- Quoted text:

The Shape of the Future

E M Risse


 

Clueless

 

Far from illuminating the causes of traffic congestion, the Washington Post editorial page last year perpetuated the myths that sustain Business As Usual.


 

The January 13 The Shape of the Future column ("Smoke and Shadows") last year explored the role of The Washington Post in providing information on mobility, access and human settlement patterns.

 

A year has gone by. Traffic congestion has grown worse. Mobility has become an evermore hotly debated issue, especially during last Fall’s election season. One would hope the National Capital Subregion’s major print media outlet would have altered its position. The Washington Post documents that mobility is a major regional problem, and editorials, news stories and columnists say that they want to help improve it. However, that does not appear to be the net result.

 

The editorial side of The Post continues to support the delusion that just building more transport facilities will improve mobility and access.

 

The news side, as it did in 2002, provides useful and often insightful perspectives in stories, columns and features. However, in order to make sense of this input, readers need to understand the overall context. Without this framework, citizens cannot fit the stories into a comprehensible whole. The news coverage and columns focus on stories -- vignettes and fragments -- that lack an overarching context. In addition, there is a trend to focus on short-term “fixes” without a tie to longer-term strategies.

 

This column examines The Washington Post’s editorial treatment of access and mobility. The next one will address the news side of transport coverage.

 

One-Theme Editorials

 

The one-note editorials which attempt to sell the position that “more money to build transport facilities is what is needed to improve mobility” continued throughout 2003. Sometimes the “just build it” theme is coupled with the suggestion that a “regional” agency to spend the money would be a good idea. 

 

While the editors talk about the need to create a regional agency to spend money, they do not mention the need first to have regional and subregional plans and strategies to create transportable human settlement patterns. These plans, if implemented, would shape the distribution of travel demand and thus determine what new facilities, if any, are needed. There must be a balance between land-use and transport that does not exist.

 

Editorials focused on transportation facilities appear nearly every week. It would be pointless to single out one or two. Hundreds of column inches of valuable editorial space that could have built regional and subregional understandings have been wasted on one-theme opinions.

- Records from a collection:
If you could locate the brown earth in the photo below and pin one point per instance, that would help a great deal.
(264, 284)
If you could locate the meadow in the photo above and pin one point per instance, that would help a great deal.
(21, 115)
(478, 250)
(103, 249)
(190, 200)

- Exercises:
**a.** In the column on The Washington Post's coverage of mobility, what will the next column address?
**b.** Carry on the column about The Washington Post's editorials on mobility and access, picking up after its last sentence.

- Answer set:
**a.** The news side of The Washington Post's transport coverage.

**b.**
Beyond Editorials

 

The editorial staff also puts together “substantive” material in the form of carefully screened and scripted op-eds and “community feedback.” Typical of the op-ed material was a set of items in the Sunday, November 16, 2003, Outlook Section. “Getting In Gear About Traffic...” and “...A Tale From The Trenches” took up nearly half a page. An “authoritative” item by John Mason is paired with an entertaining vignette by John Kropf. 

 

John Mason is a well-known politician with years of experience as a military officer and a senior executive of a Beltway Bandit consulting firm. This firm, SAIC, has done millions of dollars worth of government and developer transportation consulting work. Mason, also the former mayor of a village-scale municipality within Fairfax County, was defeated for reelection recently by a candidate who professed to support more intelligent policies impacting settlement patterns in the jurisdiction. The op-ed page caption bills Mason as “a former Mayor of Fairfax City and a former member of the National Capital Region Transportation Planning Board.” This is true, but there is no mention of his employer SAIC and its work.  

 

John Kropf has experience living in Alexandria and abroad but now drives to a VDOT park and ride lot just east of the town of Warrenton in Fauquier County to catch a ride to his job in the core of the federal district. This park-and-ride lot is 40-plus miles from the Memorial Bridge.

 

Two things would have made better use of the ink and paper consumed by this November feature. I develop these recommendations in some detail because they could do much to cure what ails The Washington Post’s editorial position on mobility and transportation.

 

Reality One

 

The Washington Post could offer substantive help to John Mason and fellow former municipal and state officeholders along with those now in office. This assistance should extend to the staffs of U.S. DOT, VA DOT, MD DOT, WV DOT, PA DOT and DC DOT plus the academics and consultants who provide advice to these agencies. The Post needs to provide a special forum and the incentive for all these parties to clearly state:

 

As long as millions of individuals in the region believe it is in their families’ and their organizations’ best interests to live wherever they want, work wherever they want and then seek services and recreation wherever they want, there can be no solution to the National Capital Subregions mobility crisis, period!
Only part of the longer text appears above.